## [What the task requires]
The lines from the one holding "189L192 194L200 193L199" to the end of the records below, exactly as written, are the only thing to return.

## [Dataset entries]
══════════
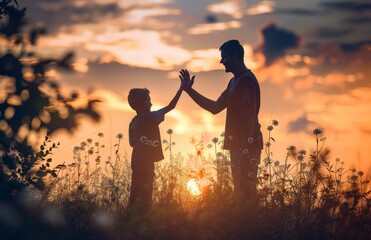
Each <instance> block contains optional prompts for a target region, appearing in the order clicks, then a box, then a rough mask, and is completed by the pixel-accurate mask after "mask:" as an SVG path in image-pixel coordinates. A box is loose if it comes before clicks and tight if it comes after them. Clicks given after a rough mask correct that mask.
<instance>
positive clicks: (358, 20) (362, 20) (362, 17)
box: [345, 16, 371, 25]
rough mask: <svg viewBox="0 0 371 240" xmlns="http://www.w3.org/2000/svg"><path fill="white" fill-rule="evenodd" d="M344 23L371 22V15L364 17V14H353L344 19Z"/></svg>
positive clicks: (360, 23) (357, 23)
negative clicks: (358, 14)
mask: <svg viewBox="0 0 371 240" xmlns="http://www.w3.org/2000/svg"><path fill="white" fill-rule="evenodd" d="M345 22H346V23H350V24H357V25H359V24H362V25H363V24H368V23H371V17H365V16H354V17H351V18H348V19H346V20H345Z"/></svg>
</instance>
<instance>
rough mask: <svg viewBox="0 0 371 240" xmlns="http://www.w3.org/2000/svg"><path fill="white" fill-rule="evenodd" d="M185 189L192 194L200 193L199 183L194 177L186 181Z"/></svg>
mask: <svg viewBox="0 0 371 240" xmlns="http://www.w3.org/2000/svg"><path fill="white" fill-rule="evenodd" d="M187 189H188V191H189V192H190V193H191V194H192V195H194V196H199V195H201V193H202V192H201V190H200V187H199V185H198V184H197V183H196V181H195V180H194V179H190V180H189V181H188V183H187Z"/></svg>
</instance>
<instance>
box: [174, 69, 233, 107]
mask: <svg viewBox="0 0 371 240" xmlns="http://www.w3.org/2000/svg"><path fill="white" fill-rule="evenodd" d="M179 78H180V79H181V80H182V83H183V84H184V90H185V91H186V92H187V93H188V95H189V96H190V97H191V98H192V99H193V101H195V102H196V103H197V104H198V105H199V106H200V107H202V108H203V109H205V110H207V111H209V112H211V113H212V114H217V113H219V112H221V111H222V110H223V109H224V108H226V107H227V98H226V94H225V92H223V93H222V95H221V96H220V97H219V98H218V100H217V101H213V100H211V99H208V98H206V97H205V96H203V95H201V94H200V93H199V92H197V91H196V90H194V89H193V88H192V85H193V82H194V78H195V76H193V77H192V79H191V78H190V75H189V72H188V71H187V70H186V69H182V70H181V71H180V76H179Z"/></svg>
══════════
## [Answer to this exercise]
rough mask: <svg viewBox="0 0 371 240" xmlns="http://www.w3.org/2000/svg"><path fill="white" fill-rule="evenodd" d="M185 189L192 194L200 193L199 183L194 177L186 181Z"/></svg>
mask: <svg viewBox="0 0 371 240" xmlns="http://www.w3.org/2000/svg"><path fill="white" fill-rule="evenodd" d="M187 189H188V191H189V192H190V193H191V194H192V195H194V196H199V195H201V193H202V192H201V190H200V187H199V185H198V184H197V183H196V181H195V180H194V179H190V180H189V181H188V183H187Z"/></svg>
</instance>
<instance>
box: [174, 69, 233, 107]
mask: <svg viewBox="0 0 371 240" xmlns="http://www.w3.org/2000/svg"><path fill="white" fill-rule="evenodd" d="M179 78H180V79H181V80H182V83H183V84H184V90H185V91H186V92H187V93H188V95H189V96H190V97H191V98H192V99H193V101H195V102H196V103H197V104H198V105H199V106H200V107H202V108H203V109H205V110H207V111H209V112H211V113H212V114H217V113H219V112H221V111H222V110H223V109H224V108H226V107H227V98H226V94H225V92H223V93H222V95H221V96H220V97H219V98H218V100H217V101H213V100H211V99H208V98H206V97H205V96H203V95H201V94H200V93H199V92H197V91H196V90H194V89H193V88H192V85H193V82H194V78H195V76H193V77H192V79H191V78H190V75H189V72H188V71H187V70H186V69H182V70H181V71H180V76H179Z"/></svg>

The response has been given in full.